⟨
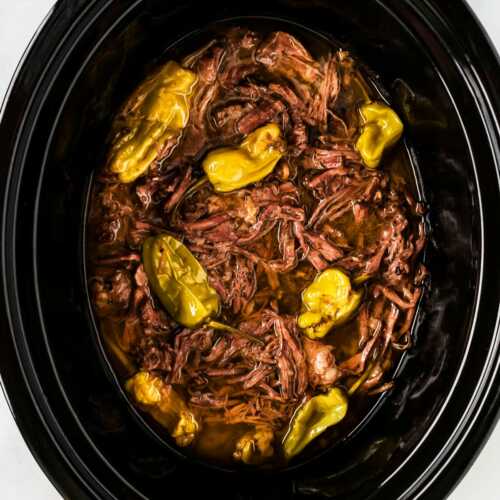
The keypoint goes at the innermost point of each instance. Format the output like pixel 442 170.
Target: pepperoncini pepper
pixel 154 115
pixel 382 128
pixel 328 301
pixel 163 403
pixel 313 418
pixel 235 167
pixel 255 447
pixel 179 281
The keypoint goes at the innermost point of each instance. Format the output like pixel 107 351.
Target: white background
pixel 20 476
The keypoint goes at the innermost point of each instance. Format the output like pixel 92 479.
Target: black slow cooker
pixel 444 78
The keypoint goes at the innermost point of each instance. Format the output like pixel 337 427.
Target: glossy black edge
pixel 141 417
pixel 38 426
pixel 484 80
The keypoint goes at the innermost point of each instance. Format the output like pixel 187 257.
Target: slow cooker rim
pixel 4 115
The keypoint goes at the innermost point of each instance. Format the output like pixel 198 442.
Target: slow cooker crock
pixel 443 76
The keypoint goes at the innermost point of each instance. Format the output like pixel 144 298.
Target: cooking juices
pixel 255 248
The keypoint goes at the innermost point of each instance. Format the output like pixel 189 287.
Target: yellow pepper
pixel 328 301
pixel 313 418
pixel 179 280
pixel 255 447
pixel 164 405
pixel 235 167
pixel 382 128
pixel 154 115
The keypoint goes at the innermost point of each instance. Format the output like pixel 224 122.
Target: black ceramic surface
pixel 443 77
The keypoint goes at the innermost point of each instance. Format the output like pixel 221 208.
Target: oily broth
pixel 216 441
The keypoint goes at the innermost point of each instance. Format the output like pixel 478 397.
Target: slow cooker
pixel 443 75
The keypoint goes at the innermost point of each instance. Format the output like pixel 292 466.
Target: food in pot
pixel 255 247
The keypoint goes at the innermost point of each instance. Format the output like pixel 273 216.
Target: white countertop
pixel 20 476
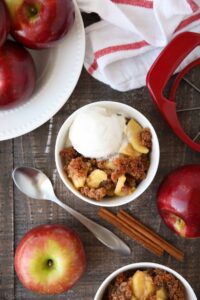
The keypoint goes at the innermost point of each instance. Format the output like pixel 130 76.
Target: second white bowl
pixel 190 295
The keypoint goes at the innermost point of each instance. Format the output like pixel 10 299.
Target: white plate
pixel 58 71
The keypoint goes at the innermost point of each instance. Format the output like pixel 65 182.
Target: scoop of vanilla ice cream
pixel 97 133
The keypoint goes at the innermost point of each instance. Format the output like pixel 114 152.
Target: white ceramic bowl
pixel 129 112
pixel 190 295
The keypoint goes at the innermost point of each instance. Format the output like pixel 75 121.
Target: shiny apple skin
pixel 179 194
pixel 17 73
pixel 4 22
pixel 50 242
pixel 51 22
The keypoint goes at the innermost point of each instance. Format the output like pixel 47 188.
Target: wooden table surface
pixel 18 213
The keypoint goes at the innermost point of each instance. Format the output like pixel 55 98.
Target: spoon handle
pixel 104 235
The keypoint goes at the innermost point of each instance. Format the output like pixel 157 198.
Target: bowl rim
pixel 110 277
pixel 118 201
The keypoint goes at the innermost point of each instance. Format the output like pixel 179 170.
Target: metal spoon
pixel 36 184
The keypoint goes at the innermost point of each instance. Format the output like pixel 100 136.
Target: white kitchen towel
pixel 122 46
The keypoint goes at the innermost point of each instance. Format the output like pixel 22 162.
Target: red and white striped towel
pixel 122 46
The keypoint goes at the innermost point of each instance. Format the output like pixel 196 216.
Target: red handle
pixel 159 74
pixel 168 61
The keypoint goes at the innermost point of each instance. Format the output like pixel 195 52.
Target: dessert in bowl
pixel 107 153
pixel 145 280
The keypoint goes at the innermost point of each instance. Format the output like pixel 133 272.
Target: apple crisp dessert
pixel 152 284
pixel 116 176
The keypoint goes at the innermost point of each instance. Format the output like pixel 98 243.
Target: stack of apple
pixel 35 24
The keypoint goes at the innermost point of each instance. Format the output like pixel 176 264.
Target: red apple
pixel 4 22
pixel 50 259
pixel 178 201
pixel 40 23
pixel 17 73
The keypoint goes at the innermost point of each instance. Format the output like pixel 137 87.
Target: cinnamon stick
pixel 149 234
pixel 131 232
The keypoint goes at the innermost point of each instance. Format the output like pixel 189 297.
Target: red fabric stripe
pixel 193 5
pixel 140 3
pixel 112 49
pixel 188 21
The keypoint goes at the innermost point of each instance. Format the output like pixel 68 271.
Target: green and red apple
pixel 178 201
pixel 40 23
pixel 50 259
pixel 4 22
pixel 17 73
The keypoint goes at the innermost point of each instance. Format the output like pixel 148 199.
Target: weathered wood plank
pixel 6 222
pixel 37 149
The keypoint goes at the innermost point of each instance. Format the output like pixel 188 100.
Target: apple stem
pixel 50 263
pixel 33 11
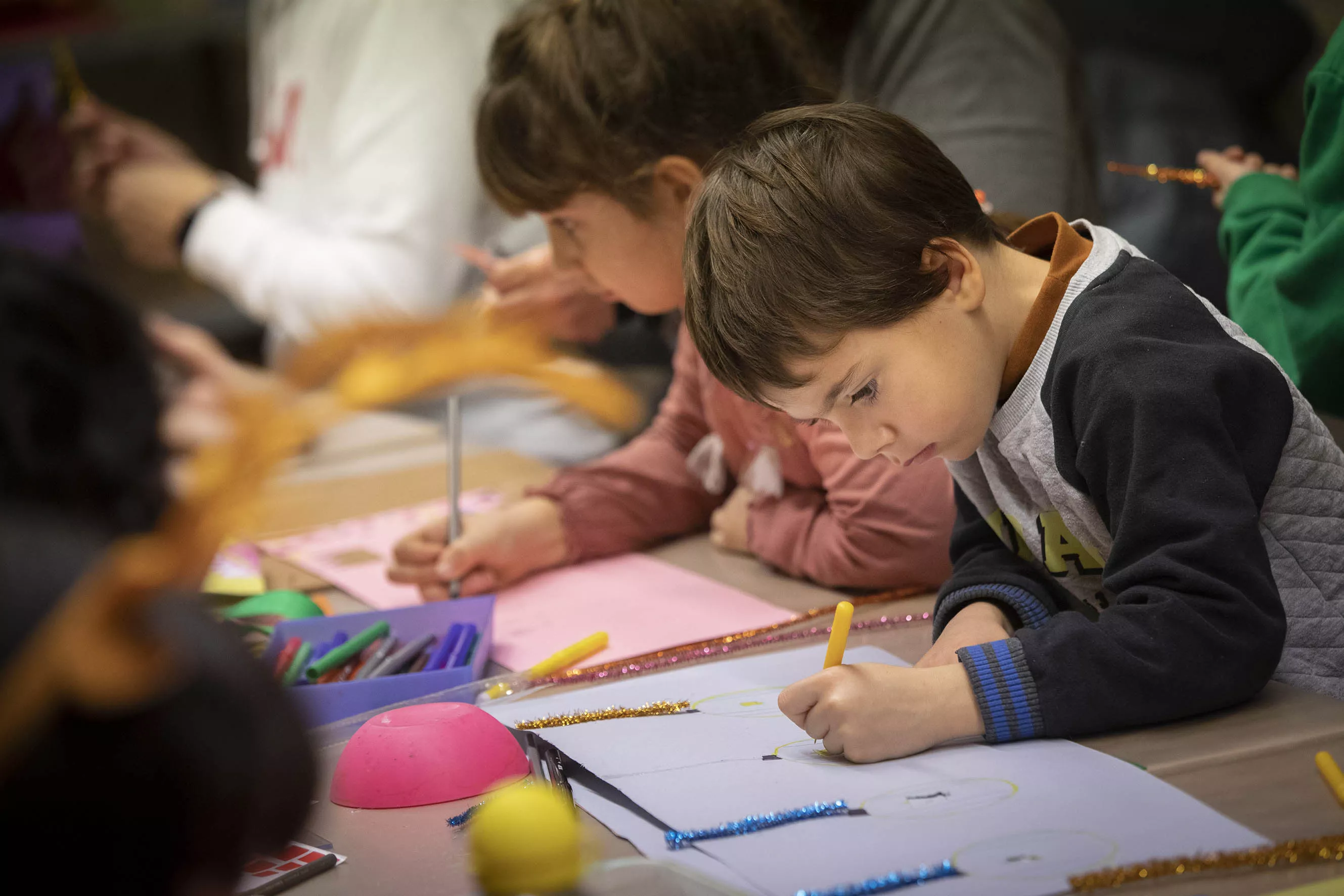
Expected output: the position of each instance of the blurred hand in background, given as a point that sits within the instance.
(528, 288)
⟩
TO BE DONE: Convert all of the data above into a two-column CSV with the headers instruction and output. Each row should hold one piece of text and the answer that follows it, each in a single quoted field with line breaks replaced by spaces, and the pictures should be left out.

EXERCISE RESULT:
instruction,output
"The keypoint goes at the innermost point of each instance. Format the output like pixel 442 170. Target: pepperoncini pepper","pixel 154 115 pixel 382 128 pixel 328 301 pixel 163 403 pixel 313 418 pixel 235 167 pixel 255 447 pixel 179 281"
"The keypoint goes at the innermost point of each instance. Format the output like pixel 107 351. Target: white background","pixel 20 476"
"The keypoint goes at the innermost point of each instance. Format the output like pixel 92 479. Target: black slow cooker","pixel 444 78"
"The keypoint goes at the innermost point of each instance. Format the output like pixel 337 427. Target: glossy black edge","pixel 141 417 pixel 38 426 pixel 484 80"
"The keypoint goes at the innermost point of each instance. Format the output like pixel 187 257. Target: slow cooker rim","pixel 4 115"
"The keypoint goes at the innermost point of each instance. Format the output like pixel 198 442. Target: slow cooker crock","pixel 443 76"
"The keypoint goes at the innermost point of each instance. Format the output like pixel 144 298. Target: cooking juices","pixel 255 248"
"The keypoint goes at the innermost point of each instance. Format the output like pixel 189 287. Target: yellow pepper","pixel 328 301 pixel 313 418 pixel 179 280 pixel 255 447 pixel 164 405 pixel 235 167 pixel 382 128 pixel 154 115"
"The keypoint goes at the innermost point of each instance. Format the output like pixel 224 122. Target: black ceramic surface","pixel 443 77"
"The keypoint goes at the innermost point of each instance. Format the output like pixel 221 208. Target: oily broth","pixel 216 441"
"The keypoint goes at the innermost point of each instance. Format the output like pixel 478 397. Target: slow cooker","pixel 443 75"
"The keypoint goes at the innermost point of each instance. Format the output like pixel 292 466. Target: food in pot","pixel 255 247"
"The keypoint goes at the innermost point of each instance. Format the output like pixel 273 216. Target: white countertop","pixel 20 476"
"The keypoint goes at the innermost point of each instance. Format the output like pixel 130 76. Target: second white bowl","pixel 190 295"
"The keypoint goes at the innermost point of each instance. Format the output like pixel 10 299. Target: white plate","pixel 58 71"
"The keypoint goes at the innermost point of each instance. Format the output like pixel 65 182. Target: scoop of vanilla ice cream","pixel 97 133"
"The keypoint goes at the innermost point of each instance. Format the output like pixel 114 152. Target: white ceramic bowl","pixel 129 112 pixel 190 295"
"The keypoint goes at the innermost point of each instance. Format the output like pixel 75 121. Target: shiny apple skin","pixel 179 194 pixel 17 73 pixel 4 22 pixel 50 242 pixel 51 22"
"The keypoint goes at the innermost point of each instance. Format the output like pixel 47 188. Target: wooden table surface","pixel 18 213"
"The keypoint goes at the innermost point of each instance. Format the output like pixel 55 98. Target: spoon handle","pixel 104 235"
"The keypoint goes at the innermost point of each instance. Format the output like pixel 157 198. Target: bowl rim","pixel 110 277 pixel 118 201"
"The keypoint goes at the innermost point of each instance. Format the output like pixel 179 170. Target: metal spoon","pixel 36 184"
"The keypoint goes at the innermost point of each instance. Format the output like pixel 100 136. Target: white kitchen towel","pixel 122 46"
"The keypoint goes at the innermost point of each instance. Format the output like pixel 22 162. Target: red and white striped towel","pixel 122 46"
"The keypoint goes at the innermost point of each instance. Format the output like pixel 196 216. Target: red handle","pixel 159 74 pixel 168 61"
"The keypoint goes at the innermost point of each instance. Format the output like pixel 195 52. Target: dessert in bowl","pixel 107 153 pixel 145 280"
"The keypoint goes at the innermost point of each instance. Format the output like pixel 133 272. Target: apple crisp dessert","pixel 152 284 pixel 116 176"
"The keypoint goes at the innermost point of each instance. Format the output like pixel 98 243. Target: stack of apple","pixel 35 24"
"The keypoint goes at the innermost point of each instance. Format the output like pixel 176 264. Target: red apple","pixel 4 22 pixel 50 259 pixel 178 201 pixel 40 23 pixel 17 73"
"The keypoint goes at the innermost point of each instance. Format the output like pixel 137 87. Target: cinnamon stick","pixel 149 234 pixel 131 232"
"The keypoint goes at the innermost point of each instance. Format the output like pixel 189 297. Target: red fabric stripe","pixel 193 5 pixel 140 3 pixel 112 49 pixel 188 21"
"The keypoint goes at the innermost point of each instance. Format the output like pixel 68 271. Target: green and red apple","pixel 178 201 pixel 40 23 pixel 50 259 pixel 4 22 pixel 17 73"
"The keypoint goes at the innermost point of each instance. Format the output like pixel 148 199. Target: weathered wood plank","pixel 6 222 pixel 37 149"
"The keypoint goes at the innermost point of each instance. Format the output like pixel 188 100. Target: apple stem","pixel 50 263 pixel 33 11"
"Expected output: the position of each instance of the blurred hand in background, given as a point that sits within the instance.","(528, 288)"